• _Work instruction_
Which lines of the data contain the string "hair"? Show each of them.
Records shown: Begin
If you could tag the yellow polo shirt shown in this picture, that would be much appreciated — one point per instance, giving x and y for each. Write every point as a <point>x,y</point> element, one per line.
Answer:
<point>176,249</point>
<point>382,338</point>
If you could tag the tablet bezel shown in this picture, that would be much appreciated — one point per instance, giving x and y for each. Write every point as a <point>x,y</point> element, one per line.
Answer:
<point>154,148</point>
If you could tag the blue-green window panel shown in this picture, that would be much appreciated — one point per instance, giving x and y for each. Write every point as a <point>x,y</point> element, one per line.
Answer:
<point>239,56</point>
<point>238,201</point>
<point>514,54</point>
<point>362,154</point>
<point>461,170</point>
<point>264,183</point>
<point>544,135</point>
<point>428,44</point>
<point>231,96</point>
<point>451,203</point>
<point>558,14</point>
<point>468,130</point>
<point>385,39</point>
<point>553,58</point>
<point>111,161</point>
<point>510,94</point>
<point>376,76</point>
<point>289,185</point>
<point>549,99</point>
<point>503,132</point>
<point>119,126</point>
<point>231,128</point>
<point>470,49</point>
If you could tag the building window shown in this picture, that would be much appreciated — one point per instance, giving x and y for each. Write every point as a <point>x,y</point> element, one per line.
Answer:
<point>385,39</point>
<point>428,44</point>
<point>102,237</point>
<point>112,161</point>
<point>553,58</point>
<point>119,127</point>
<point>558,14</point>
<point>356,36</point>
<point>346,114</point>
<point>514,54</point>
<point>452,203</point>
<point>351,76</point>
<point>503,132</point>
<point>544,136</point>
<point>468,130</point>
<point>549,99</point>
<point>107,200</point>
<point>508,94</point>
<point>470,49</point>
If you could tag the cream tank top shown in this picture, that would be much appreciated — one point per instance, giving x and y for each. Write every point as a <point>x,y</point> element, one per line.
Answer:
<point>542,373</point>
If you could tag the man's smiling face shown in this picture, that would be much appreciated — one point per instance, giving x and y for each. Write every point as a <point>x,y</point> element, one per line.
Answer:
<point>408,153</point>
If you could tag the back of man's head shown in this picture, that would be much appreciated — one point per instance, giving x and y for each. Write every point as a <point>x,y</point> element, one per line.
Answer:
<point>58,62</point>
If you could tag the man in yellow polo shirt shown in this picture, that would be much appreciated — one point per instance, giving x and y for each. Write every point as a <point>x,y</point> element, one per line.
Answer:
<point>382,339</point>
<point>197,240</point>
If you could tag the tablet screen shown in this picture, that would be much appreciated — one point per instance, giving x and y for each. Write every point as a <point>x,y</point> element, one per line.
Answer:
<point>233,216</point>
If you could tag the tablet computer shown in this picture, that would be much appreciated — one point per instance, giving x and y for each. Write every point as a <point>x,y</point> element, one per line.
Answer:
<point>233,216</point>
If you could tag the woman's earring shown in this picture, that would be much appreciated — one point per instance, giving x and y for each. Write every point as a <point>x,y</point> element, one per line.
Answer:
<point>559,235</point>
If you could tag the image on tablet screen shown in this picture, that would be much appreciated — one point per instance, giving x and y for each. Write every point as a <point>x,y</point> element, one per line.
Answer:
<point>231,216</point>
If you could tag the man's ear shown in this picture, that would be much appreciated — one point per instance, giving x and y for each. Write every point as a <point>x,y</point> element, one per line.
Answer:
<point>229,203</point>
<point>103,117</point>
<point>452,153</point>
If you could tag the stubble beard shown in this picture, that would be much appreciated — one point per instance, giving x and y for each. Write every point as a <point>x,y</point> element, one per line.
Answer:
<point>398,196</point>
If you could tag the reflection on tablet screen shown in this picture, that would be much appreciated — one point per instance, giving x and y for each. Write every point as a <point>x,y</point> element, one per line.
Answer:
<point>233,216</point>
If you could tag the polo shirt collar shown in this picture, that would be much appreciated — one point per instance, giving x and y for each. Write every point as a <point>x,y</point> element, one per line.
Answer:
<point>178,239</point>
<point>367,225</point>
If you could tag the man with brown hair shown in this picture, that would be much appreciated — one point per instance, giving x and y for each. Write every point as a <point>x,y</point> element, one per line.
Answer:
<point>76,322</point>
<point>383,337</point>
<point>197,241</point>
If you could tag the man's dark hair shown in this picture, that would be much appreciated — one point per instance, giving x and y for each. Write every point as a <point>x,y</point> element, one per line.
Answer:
Records shown: End
• _Finished task_
If you could tag the man with brown hair shown in this picture, that would be much appreciated — one point per instance, giving x and y for each. Write every point as a <point>x,y</point> element, one per line.
If you could tag the man's dark hair shown in this picture, that would be much appreciated — one point per instance, giving x and y for each. Write every point as a <point>x,y</point> element, one per line.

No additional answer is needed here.